Goal of the exercise:
Give the data back exactly as it stands.

Dataset content Start Marker

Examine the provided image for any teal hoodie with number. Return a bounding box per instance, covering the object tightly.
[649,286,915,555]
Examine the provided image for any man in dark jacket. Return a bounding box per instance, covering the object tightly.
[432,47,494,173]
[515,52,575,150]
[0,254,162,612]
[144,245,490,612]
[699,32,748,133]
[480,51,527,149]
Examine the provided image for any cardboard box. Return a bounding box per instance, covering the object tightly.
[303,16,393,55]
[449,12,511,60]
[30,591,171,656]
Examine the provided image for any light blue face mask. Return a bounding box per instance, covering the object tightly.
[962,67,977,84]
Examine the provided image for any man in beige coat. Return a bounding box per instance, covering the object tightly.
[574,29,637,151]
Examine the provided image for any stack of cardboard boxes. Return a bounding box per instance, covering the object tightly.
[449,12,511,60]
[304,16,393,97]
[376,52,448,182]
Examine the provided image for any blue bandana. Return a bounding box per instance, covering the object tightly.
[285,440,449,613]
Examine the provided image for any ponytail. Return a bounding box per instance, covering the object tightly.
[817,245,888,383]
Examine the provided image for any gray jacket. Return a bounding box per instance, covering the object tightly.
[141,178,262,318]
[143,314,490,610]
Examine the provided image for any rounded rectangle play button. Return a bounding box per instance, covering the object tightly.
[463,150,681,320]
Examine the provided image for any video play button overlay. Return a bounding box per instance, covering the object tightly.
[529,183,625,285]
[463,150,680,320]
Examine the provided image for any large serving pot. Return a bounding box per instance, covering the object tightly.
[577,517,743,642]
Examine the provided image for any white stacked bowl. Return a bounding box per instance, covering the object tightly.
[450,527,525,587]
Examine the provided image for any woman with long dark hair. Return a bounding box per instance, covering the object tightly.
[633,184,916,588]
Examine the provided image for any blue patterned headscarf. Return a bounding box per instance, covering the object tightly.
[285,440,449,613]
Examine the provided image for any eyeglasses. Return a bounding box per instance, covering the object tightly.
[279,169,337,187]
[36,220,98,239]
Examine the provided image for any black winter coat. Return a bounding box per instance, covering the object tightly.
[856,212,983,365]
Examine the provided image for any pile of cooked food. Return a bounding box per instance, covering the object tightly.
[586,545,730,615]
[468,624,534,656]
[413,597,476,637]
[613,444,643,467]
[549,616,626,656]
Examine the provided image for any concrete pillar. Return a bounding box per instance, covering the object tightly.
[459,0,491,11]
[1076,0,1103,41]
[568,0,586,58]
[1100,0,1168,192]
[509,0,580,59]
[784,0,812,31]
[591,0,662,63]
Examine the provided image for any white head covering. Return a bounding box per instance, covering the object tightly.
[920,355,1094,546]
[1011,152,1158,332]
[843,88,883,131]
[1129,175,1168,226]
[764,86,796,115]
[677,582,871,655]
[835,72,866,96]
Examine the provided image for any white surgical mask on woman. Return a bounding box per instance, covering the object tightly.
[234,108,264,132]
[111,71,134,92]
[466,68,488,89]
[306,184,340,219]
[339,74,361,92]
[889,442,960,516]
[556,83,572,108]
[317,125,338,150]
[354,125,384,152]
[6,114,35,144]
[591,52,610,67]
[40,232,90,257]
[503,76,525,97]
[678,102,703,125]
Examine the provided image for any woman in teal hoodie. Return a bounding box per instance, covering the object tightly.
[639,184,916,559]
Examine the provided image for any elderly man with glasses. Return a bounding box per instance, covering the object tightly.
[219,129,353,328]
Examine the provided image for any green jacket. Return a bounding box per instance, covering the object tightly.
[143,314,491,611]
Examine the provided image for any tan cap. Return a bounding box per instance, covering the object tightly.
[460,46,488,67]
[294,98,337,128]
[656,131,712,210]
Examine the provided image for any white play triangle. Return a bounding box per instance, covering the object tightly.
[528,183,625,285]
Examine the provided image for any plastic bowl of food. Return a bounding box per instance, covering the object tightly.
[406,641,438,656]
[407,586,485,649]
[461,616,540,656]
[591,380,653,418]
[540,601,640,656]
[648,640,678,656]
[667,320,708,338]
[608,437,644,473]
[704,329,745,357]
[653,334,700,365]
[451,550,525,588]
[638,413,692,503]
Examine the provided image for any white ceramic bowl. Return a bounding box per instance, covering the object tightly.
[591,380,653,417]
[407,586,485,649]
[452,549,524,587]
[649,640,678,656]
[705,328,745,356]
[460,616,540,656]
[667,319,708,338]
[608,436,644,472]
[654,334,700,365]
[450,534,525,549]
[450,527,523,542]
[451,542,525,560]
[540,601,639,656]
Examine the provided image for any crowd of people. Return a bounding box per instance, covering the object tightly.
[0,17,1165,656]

Dataset content End Marker

Exercise output:
Examine the provided image for any teal hoodie with number. Return a bounding box per instance, covering the object tightly.
[649,286,915,555]
Examine the provided image for any man in dark jacket. Return a bounding box per instance, covering the object tightly.
[432,47,494,173]
[515,52,575,150]
[0,254,162,612]
[144,245,490,612]
[699,32,748,133]
[480,51,527,149]
Examine the provided image for any cardboard box. Return a bounding box per instance, covering the object tightly.
[303,16,393,55]
[449,12,511,60]
[30,591,171,656]
Examine the provided image for any light blue face mask. Return a bounding box per instance, covering the object tightly.
[962,67,977,84]
Examine the provided image for any man in beige coat. Return a bounding box per instance, covering the object tightly.
[574,29,637,151]
Examine the provided image for any stack of cardboard boxes. Return a bounding box per instance, covering the object tightly.
[449,12,511,60]
[304,16,393,97]
[376,52,448,182]
Examine the provided image for any blue bandana. Return a bounding box per instance, covering the object tightly.
[285,440,449,613]
Examine the provided image for any ponytail. Return a bounding box per instance, covering the object tightly.
[817,245,888,383]
Examine the provided image for any gray jacket. Return a bounding box per instance, covering the object tightly.
[141,178,262,318]
[143,314,490,610]
Examine the provided image for any rounded rectangle play button. Return a bounding box per instance, covering the object tightly.
[463,150,681,320]
Examine the provided image for any video play button overlay. Return a bounding box per instance, covering the object tightly.
[529,183,625,285]
[463,150,680,320]
Examine the provided image for any large serving pot. Return a bounding box per instance, covering the object tightly.
[577,517,743,642]
Examine the provided image for any white stacked bowl. Return a bounding box per instance, covering the object tightly.
[450,527,525,587]
Examine the provided image for any woman with long dark hair. Return a bounding box per instance, covering the object tightly.
[633,184,916,588]
Examine the provided image for any blue patterned headscarf. Return a bounding box per instance, covering the object tightly.
[285,440,449,613]
Examine the provided image for any eyeglasses. Return a bounding box per instance, covering the object tightly.
[279,169,337,187]
[36,220,98,239]
Examine the provided image for any black winter coat. Return a bounding box per instance, covering the object tightly.
[856,212,983,365]
Examine the provided image for any pile of cooked food. Return a bounding box per instance, covering the object tightly.
[586,545,730,615]
[468,624,534,656]
[413,597,476,637]
[613,444,643,467]
[549,616,626,656]
Examine the provided image for any concrete pillar. Return a bounding box per instance, covering the object tightly.
[459,0,491,11]
[1076,0,1103,41]
[568,0,586,58]
[1100,0,1168,192]
[509,0,580,59]
[784,0,812,31]
[591,0,662,63]
Examine the provided image for any white head covering. Return a bounding box per instance, covering the object tightly.
[920,355,1094,546]
[1011,152,1158,332]
[843,88,883,131]
[1129,175,1168,226]
[764,86,796,115]
[677,582,871,655]
[835,72,866,96]
Examine the provided image for any white surgical mask on woman. Return a bounding box per instance, covering the object tightly.
[234,108,264,132]
[111,71,134,92]
[466,68,488,89]
[306,184,340,219]
[339,74,361,92]
[889,442,960,516]
[556,83,572,108]
[317,125,338,150]
[354,125,384,152]
[6,114,35,144]
[591,52,610,67]
[40,232,90,257]
[503,76,525,97]
[678,102,703,125]
Examine the provided image for any woman in teal hoodie. Return a bounding box per instance, covering the object tightly.
[639,184,916,559]
Examine the provided image for any elderly man with glasses. Return a bounding box per instance, covering the object tightly.
[219,129,353,328]
Examine the provided image for any green jacket. Return a bounding box per instance, covering the object tightly.
[143,314,491,611]
Examine the provided image for any tan cap. Return a bounding box per instance, covering the object tightly.
[460,46,488,67]
[294,98,337,128]
[656,131,712,210]
Examine the provided image for any white play triangle. Return a bounding box per instance, covering the object tightly.
[528,183,625,285]
Examine the provided image for any plastic bowl of food. Return a bounding box per instance, covering the object tightly.
[406,641,438,656]
[407,586,485,649]
[461,616,540,656]
[591,380,653,418]
[540,601,640,656]
[648,640,678,656]
[667,320,708,338]
[608,437,644,473]
[704,329,745,357]
[653,334,700,365]
[451,550,525,588]
[638,413,692,503]
Examine the provided image for any white ceramic bowl. Return a bounding box per instance, covering the object tightly.
[591,380,653,417]
[407,586,485,649]
[452,549,524,587]
[649,640,678,656]
[705,328,745,356]
[460,616,540,656]
[667,319,708,338]
[608,436,644,472]
[654,334,700,365]
[450,534,525,549]
[450,527,523,542]
[451,542,525,560]
[540,601,639,656]
Examine the provided image for any crowd of people. Return a bounding box per instance, covering the object tightly.
[0,17,1165,656]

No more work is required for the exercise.